* **WORK TO BE COMPLETED**:
Copy the lines of the data below verbatim, beginning with the line that contains "238, one pair per line." and continuing through the line that contains "column 295, row 146", including both of those lines.
### TASK DATA ###
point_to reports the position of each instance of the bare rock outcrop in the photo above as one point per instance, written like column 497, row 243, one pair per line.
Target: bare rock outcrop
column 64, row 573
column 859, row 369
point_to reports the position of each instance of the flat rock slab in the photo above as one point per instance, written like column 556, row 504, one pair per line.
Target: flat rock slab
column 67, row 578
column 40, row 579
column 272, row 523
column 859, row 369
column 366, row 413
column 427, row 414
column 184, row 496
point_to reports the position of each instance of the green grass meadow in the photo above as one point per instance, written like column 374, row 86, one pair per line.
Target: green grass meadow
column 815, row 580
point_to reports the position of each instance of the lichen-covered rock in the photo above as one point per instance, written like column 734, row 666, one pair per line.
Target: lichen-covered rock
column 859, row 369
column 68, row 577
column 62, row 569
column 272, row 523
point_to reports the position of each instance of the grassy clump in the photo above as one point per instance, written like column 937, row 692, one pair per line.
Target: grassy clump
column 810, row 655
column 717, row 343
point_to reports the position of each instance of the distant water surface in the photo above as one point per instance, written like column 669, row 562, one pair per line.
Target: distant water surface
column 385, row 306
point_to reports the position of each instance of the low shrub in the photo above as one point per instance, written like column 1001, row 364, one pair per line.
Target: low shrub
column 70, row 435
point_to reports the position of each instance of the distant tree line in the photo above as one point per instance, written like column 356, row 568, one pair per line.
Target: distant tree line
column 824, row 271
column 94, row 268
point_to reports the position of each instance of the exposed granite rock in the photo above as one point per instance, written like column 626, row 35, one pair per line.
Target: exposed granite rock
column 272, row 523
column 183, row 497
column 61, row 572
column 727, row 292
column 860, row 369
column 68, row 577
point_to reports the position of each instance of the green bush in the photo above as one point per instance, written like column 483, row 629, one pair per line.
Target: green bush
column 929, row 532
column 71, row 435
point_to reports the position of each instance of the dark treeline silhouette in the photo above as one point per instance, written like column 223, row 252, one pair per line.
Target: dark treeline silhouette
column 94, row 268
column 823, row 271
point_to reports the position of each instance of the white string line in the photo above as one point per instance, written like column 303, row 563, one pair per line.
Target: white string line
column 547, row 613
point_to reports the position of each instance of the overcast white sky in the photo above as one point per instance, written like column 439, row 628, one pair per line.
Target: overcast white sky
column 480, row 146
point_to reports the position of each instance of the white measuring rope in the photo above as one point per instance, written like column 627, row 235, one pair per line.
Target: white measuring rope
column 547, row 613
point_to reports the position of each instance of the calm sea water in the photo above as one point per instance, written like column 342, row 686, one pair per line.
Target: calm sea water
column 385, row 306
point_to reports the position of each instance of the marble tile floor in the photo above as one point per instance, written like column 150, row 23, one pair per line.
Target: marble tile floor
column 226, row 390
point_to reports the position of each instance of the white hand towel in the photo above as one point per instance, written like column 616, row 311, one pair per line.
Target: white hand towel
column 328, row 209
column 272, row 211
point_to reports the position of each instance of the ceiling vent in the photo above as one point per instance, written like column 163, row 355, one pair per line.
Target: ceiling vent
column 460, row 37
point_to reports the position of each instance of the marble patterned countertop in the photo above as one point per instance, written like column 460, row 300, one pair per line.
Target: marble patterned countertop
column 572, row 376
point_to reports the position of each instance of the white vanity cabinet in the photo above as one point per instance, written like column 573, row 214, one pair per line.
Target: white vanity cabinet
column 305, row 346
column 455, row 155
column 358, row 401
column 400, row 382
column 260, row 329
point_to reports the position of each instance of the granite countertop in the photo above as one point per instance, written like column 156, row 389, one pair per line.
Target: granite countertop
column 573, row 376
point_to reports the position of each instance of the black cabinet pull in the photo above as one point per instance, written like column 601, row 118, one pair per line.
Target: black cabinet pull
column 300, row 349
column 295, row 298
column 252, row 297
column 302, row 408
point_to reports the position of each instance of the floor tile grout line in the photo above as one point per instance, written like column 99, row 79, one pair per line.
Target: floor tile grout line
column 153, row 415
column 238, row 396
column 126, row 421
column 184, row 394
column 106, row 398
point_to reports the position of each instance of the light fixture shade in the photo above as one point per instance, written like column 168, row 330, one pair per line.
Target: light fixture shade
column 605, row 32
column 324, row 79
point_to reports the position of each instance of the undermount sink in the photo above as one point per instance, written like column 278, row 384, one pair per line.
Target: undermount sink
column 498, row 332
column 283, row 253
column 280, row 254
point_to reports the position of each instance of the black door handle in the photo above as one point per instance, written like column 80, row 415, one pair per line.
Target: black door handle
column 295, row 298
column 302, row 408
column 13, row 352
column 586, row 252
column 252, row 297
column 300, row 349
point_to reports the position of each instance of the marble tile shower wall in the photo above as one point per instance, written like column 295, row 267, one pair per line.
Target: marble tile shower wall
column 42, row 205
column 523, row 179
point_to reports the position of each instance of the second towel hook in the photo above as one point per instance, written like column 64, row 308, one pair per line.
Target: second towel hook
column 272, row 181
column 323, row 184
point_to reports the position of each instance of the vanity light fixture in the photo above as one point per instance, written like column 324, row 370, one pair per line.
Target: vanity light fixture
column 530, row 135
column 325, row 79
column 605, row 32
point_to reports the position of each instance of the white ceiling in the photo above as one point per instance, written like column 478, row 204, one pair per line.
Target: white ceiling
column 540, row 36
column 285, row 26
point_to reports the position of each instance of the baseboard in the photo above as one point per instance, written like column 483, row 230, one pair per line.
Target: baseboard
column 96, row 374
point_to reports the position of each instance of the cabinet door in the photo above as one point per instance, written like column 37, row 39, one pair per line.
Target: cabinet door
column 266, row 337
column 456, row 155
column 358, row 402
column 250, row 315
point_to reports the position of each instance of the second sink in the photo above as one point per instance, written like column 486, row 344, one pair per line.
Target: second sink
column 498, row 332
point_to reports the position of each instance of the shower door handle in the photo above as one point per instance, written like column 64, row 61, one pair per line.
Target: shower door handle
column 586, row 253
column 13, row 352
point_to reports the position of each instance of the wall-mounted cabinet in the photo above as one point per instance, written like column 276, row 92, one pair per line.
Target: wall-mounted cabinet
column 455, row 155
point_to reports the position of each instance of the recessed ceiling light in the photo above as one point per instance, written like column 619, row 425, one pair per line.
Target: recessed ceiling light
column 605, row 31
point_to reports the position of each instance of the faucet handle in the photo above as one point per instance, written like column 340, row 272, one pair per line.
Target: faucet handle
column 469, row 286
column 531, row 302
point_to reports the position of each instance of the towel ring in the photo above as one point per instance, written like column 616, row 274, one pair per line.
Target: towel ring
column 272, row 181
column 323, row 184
###
### TASK DATA ###
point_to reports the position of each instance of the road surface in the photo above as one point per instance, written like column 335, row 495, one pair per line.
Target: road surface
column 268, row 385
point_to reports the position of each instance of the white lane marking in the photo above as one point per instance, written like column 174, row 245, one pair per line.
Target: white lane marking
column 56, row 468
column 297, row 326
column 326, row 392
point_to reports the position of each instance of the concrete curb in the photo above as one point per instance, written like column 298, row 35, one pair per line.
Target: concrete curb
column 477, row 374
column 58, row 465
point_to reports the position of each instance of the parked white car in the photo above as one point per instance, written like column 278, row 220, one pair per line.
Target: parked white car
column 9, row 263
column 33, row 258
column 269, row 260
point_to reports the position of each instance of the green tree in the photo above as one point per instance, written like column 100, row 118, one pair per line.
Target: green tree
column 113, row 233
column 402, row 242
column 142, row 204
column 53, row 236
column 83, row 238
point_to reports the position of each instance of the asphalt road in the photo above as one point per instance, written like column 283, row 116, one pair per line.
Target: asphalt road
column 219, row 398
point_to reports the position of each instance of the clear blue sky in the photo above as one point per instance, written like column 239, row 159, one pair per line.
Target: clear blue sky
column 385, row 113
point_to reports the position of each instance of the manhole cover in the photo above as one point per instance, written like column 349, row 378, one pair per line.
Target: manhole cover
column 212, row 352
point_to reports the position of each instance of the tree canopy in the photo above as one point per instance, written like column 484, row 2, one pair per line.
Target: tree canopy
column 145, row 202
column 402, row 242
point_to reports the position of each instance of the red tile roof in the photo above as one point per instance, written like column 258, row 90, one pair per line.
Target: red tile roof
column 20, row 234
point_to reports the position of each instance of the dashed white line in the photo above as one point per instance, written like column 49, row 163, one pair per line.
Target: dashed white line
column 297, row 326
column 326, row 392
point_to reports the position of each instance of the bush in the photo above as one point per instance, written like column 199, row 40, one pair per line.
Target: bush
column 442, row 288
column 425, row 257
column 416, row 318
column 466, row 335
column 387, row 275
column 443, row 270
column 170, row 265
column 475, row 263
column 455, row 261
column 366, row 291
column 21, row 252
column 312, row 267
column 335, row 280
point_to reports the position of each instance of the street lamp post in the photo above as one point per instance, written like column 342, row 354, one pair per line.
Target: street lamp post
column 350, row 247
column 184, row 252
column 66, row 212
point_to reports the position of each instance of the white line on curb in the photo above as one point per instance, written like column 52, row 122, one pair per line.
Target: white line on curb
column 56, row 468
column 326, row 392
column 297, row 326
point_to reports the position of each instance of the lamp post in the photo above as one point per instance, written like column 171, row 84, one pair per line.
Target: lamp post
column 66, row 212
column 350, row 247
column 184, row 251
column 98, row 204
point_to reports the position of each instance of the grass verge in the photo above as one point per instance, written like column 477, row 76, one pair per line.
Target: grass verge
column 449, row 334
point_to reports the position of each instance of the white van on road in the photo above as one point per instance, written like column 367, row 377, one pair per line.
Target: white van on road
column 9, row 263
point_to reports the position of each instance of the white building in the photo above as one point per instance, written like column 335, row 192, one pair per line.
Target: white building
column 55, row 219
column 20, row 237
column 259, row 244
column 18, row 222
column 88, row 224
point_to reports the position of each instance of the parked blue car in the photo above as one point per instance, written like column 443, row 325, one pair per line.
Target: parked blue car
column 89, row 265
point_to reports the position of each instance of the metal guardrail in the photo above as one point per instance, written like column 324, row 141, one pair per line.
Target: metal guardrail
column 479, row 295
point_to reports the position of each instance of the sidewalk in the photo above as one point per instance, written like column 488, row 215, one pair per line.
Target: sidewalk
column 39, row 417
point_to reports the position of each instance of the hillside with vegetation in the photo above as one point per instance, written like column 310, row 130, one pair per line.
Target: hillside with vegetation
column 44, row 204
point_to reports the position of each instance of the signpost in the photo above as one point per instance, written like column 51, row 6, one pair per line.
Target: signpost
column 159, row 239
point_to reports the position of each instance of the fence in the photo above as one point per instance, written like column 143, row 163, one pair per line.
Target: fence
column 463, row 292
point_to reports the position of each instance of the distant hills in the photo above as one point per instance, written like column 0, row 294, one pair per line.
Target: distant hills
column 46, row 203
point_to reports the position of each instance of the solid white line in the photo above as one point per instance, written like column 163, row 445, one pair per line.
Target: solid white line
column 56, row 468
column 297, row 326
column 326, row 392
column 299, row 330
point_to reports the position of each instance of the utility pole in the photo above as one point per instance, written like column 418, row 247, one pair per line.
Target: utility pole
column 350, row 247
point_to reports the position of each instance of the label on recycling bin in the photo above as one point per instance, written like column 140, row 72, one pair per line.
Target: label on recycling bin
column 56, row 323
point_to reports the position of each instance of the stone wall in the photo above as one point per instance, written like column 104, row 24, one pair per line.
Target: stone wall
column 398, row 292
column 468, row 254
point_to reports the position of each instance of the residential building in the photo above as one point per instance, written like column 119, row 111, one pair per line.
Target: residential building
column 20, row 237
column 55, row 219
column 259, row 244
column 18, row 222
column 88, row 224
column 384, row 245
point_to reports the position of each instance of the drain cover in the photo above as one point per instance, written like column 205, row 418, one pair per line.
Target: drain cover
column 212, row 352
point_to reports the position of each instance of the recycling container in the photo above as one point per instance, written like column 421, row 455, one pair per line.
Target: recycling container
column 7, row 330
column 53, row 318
###
### TASK DATA ###
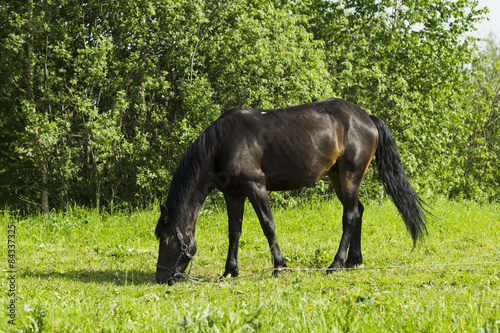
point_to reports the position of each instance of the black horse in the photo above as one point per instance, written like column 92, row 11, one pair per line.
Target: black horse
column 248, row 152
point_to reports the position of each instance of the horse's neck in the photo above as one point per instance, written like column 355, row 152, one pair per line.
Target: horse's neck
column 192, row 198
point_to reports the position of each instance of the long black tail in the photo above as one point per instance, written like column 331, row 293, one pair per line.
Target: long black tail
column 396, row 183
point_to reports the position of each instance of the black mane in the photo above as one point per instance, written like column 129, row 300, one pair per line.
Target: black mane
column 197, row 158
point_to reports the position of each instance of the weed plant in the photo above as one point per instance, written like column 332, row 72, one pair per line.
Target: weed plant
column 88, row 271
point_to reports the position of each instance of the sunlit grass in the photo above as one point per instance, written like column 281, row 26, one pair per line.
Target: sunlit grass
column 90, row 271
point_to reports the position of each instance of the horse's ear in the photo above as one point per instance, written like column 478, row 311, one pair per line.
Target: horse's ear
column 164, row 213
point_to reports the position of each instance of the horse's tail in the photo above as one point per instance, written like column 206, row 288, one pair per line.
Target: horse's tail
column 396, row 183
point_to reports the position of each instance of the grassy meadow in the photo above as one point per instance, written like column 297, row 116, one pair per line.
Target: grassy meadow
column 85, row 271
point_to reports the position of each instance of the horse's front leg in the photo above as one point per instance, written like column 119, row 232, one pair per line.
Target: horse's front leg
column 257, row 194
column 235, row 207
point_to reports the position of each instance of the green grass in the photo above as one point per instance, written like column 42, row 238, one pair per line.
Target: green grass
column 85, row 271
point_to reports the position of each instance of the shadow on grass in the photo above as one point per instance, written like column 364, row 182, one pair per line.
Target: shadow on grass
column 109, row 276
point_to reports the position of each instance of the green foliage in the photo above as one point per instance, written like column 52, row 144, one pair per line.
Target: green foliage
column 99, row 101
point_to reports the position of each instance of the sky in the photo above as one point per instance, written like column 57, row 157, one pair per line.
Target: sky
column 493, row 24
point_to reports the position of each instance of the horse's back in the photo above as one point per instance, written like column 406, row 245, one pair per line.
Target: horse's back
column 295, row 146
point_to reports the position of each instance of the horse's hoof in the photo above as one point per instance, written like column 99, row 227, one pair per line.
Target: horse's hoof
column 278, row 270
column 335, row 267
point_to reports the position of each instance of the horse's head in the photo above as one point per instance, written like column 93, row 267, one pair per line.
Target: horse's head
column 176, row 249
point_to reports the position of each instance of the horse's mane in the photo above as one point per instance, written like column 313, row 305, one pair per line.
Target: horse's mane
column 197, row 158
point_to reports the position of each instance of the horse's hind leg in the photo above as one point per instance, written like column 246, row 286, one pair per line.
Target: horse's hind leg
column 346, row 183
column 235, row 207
###
* **ANSWER TO THE TASK**:
point_to reports the position of each instance of the green grass in the photo above as one point per instance, written like column 42, row 238, one pair per line.
Target: green grass
column 85, row 271
point_to reports the position of each instance of the shadow on grass in the photo above as one point per instance, written like column 364, row 182, one pair per line.
Target: shadow on grass
column 109, row 276
point_to reports the position of each instance of the green foliage in the photo above as one point per instance, written like column 52, row 144, one pair per line.
Target: green foliage
column 99, row 101
point_to reports the position of each instance of the sky in the photo above as one point per instance, written like column 57, row 157, one pair per line.
Target: sky
column 493, row 24
point_to reports the position of each instance of the horse's back in the photo above as one point per instance, written like column 406, row 245, one pair per line.
Target: horse's back
column 295, row 146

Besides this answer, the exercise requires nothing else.